▶ [TEXT PROVIDED]:
________________

# Is A.I. starting at PG again this year?



## Floods (Oct 25, 2005)

If so, why? Playing a great scorer like Iverson at the point is the stupidest thing i've ever heard. Answers?


----------



## BlueHat (Dec 19, 2003)

David_Ortiz said:


> If so, why? Playing a great scorer like Iverson at the point is the stupidest thing i've ever heard. *Answers*?


The Answer.


----------



## Sliccat (Oct 16, 2004)

David_Ortiz said:


> If so, why? Playing a great scorer like Iverson at the point is the stupidest thing i've ever heard. Answers?


Well, because he can't defend shooting guards, none of the other point guards can either, and they're all injured anyways. Not to mention that he's the best pure passer in the bunch.


----------



## Your Answer (Jul 13, 2005)

David_Ortiz said:


> If so, why? Playing a great scorer like Iverson at the point is the stupidest thing i've ever heard. Answers?


So just dont HEAR about it WATCH it to. If you did you would see it fits the situation better this way.


----------



## RoddneyThaRippa (Jun 28, 2003)

Better than pairing him alonside a short point guard. I still think the guy has skills to be a top five pure point guard in the league, but I'm not sure how it'll work out. Everything still comes back to how Karl utilizes the offense. Needless to say...


----------



## Sliccat (Oct 16, 2004)

RoddneyThaRippa said:


> Better than pairing him alonside a short point guard. I still think the guy has skills to be a top five pure point guard in the league, but I'm not sure how it'll work out. Everything still comes back to how Karl utilizes the offense. Needless to say...

________________

Data records:

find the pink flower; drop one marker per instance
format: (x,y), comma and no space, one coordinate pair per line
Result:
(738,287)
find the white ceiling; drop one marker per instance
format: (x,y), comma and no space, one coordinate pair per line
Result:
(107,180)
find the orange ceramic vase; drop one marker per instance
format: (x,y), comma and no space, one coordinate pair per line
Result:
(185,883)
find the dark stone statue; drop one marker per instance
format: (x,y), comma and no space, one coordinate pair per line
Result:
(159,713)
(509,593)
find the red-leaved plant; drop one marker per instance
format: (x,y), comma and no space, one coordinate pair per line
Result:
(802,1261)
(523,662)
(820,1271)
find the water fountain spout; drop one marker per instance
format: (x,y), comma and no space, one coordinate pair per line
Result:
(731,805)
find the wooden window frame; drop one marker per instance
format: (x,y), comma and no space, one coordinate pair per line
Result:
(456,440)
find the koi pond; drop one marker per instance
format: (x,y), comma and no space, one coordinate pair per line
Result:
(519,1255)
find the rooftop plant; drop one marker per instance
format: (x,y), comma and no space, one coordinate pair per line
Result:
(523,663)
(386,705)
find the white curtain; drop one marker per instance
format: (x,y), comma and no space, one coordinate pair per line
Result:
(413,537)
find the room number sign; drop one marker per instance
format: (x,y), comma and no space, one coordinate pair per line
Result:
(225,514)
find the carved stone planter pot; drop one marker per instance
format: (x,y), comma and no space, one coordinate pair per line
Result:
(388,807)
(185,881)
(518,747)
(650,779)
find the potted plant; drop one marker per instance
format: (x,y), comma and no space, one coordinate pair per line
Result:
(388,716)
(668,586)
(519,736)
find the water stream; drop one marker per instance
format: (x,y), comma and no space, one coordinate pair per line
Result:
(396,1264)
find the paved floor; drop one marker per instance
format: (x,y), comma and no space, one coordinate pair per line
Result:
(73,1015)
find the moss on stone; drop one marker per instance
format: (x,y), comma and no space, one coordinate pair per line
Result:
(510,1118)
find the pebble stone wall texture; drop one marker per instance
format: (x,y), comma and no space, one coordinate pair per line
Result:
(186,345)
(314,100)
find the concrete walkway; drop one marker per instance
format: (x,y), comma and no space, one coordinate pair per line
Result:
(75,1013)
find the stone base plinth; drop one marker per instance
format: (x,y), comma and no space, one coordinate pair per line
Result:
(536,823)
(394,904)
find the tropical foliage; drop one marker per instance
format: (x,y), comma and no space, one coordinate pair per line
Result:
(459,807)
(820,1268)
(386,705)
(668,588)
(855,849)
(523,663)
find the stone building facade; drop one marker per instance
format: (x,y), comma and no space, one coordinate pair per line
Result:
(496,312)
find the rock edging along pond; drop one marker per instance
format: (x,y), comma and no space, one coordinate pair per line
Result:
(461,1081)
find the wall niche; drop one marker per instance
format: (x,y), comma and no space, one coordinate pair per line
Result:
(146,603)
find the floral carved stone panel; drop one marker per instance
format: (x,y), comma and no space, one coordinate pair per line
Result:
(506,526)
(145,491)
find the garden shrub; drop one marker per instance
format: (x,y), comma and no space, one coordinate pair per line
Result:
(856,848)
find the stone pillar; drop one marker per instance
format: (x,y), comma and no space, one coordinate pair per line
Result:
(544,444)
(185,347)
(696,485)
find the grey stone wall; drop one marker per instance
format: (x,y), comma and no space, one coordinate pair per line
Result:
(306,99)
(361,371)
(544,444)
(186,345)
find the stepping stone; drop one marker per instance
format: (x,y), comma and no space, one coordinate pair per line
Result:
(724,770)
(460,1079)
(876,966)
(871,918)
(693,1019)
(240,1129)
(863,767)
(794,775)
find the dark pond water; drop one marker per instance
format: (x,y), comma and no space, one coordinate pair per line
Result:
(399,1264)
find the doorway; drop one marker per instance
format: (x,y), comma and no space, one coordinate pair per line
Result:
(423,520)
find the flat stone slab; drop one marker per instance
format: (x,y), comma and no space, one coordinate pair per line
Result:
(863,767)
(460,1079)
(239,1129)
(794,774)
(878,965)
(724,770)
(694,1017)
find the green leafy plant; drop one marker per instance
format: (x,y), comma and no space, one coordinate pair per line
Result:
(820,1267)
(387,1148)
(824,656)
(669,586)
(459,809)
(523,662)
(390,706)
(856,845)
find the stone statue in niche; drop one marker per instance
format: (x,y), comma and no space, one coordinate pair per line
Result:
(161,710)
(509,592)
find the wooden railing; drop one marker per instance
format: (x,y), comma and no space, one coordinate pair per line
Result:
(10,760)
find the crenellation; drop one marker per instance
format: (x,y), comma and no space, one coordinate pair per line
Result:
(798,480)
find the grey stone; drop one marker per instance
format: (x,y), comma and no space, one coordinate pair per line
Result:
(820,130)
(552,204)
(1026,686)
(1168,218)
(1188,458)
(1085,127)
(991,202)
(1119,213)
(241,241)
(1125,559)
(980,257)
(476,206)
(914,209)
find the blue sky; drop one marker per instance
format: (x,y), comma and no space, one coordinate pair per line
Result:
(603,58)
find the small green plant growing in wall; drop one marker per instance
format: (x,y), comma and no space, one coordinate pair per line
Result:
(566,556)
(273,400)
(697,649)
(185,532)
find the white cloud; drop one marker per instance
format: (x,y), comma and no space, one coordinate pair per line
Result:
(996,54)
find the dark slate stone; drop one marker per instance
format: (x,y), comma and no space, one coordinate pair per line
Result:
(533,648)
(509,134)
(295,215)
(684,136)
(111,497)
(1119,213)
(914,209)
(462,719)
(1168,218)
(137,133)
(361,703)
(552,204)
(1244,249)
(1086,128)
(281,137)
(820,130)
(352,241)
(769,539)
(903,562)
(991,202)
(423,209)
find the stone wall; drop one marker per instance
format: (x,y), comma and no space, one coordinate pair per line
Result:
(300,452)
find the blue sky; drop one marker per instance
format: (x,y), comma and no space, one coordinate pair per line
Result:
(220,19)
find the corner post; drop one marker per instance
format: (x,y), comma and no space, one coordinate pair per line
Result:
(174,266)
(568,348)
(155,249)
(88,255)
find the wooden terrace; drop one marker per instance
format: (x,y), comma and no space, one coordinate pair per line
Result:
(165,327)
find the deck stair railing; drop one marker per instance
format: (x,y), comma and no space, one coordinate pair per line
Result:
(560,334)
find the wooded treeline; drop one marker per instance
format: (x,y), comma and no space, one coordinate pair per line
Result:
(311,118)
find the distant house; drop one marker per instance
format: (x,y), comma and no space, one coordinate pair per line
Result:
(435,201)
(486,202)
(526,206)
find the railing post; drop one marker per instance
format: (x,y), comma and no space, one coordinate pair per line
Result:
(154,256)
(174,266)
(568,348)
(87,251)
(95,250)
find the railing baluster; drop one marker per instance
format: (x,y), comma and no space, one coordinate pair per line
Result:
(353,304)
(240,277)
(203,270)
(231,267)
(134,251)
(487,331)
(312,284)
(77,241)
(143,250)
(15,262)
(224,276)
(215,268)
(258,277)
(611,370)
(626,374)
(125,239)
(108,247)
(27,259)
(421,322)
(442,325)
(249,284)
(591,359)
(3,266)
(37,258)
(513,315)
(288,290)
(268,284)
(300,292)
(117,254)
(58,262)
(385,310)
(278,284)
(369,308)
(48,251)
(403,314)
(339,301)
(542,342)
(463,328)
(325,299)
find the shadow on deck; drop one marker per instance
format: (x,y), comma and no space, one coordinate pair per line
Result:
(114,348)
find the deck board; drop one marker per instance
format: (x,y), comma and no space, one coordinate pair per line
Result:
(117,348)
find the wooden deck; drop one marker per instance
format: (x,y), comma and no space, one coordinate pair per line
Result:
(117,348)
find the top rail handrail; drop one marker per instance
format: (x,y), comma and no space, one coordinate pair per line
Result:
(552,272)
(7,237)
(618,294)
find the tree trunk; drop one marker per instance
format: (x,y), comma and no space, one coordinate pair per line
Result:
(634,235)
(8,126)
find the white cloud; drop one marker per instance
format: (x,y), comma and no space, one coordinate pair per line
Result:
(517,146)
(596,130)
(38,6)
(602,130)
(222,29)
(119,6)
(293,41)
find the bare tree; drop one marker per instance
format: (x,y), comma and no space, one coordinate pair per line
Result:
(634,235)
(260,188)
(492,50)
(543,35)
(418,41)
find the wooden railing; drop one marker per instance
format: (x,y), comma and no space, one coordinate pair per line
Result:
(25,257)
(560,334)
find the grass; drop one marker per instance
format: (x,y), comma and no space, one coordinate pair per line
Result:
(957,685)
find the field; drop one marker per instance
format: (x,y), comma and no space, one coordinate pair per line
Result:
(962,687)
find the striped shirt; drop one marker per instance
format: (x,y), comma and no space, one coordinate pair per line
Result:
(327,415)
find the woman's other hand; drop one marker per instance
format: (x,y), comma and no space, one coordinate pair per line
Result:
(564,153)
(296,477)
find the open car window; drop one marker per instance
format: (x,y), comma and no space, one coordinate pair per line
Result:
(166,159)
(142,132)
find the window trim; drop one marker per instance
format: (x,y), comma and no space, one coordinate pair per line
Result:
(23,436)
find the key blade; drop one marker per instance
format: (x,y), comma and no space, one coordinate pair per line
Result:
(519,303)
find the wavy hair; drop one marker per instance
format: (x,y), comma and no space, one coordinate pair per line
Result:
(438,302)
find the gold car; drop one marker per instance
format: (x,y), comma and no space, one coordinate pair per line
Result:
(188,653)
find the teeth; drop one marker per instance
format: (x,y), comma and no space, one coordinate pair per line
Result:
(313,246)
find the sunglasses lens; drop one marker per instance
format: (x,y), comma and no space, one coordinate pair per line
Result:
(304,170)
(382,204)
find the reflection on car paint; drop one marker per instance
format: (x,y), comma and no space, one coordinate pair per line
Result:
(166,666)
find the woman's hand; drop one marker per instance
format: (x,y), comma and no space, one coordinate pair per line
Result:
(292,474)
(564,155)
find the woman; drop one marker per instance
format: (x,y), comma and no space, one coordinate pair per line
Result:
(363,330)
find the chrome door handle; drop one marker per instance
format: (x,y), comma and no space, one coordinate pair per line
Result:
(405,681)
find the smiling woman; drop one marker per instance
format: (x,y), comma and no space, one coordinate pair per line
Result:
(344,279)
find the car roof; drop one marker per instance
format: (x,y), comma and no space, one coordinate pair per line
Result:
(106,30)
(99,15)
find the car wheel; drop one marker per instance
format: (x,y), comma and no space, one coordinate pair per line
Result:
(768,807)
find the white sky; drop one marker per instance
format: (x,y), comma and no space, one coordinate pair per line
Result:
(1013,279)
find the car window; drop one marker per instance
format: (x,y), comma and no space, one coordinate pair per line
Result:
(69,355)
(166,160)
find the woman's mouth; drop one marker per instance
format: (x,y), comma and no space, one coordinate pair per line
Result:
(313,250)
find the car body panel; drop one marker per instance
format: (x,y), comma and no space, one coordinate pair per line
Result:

________________

▶ [TASK INSTRUCTIONS]:
(1) Using the thread about Iverson at point guard, decide whether each statement agrees with it. Answer yes or no for each, and quote the deciding words. (a) Sliccat calls Iverson the best pure passer among the point guards. (b) RoddneyThaRippa is certain that Iverson at point guard will work out. (c) Sliccat states that the other point guards are injured.
(2) In the thread about Iverson at point guard, what does RoddneyThaRippa say everything still comes back to?
(3) Reproduce the part of the thread about Iverson at point guard starting with "Well, because he" and going on through "in the bunch.".

▶ [FULL ANSWERS]:
(1)
(a) Yes: "he's the best pure passer in the bunch."
(b) No: "but I'm not sure how it'll work out."
(c) Yes: "and they're all injured anyways."

(2) How Karl utilizes the offense.

(3)
Well, because he can't defend shooting guards, none of the other point guards can either, and they're all injured anyways. Not to mention that he's the best pure passer in the bunch.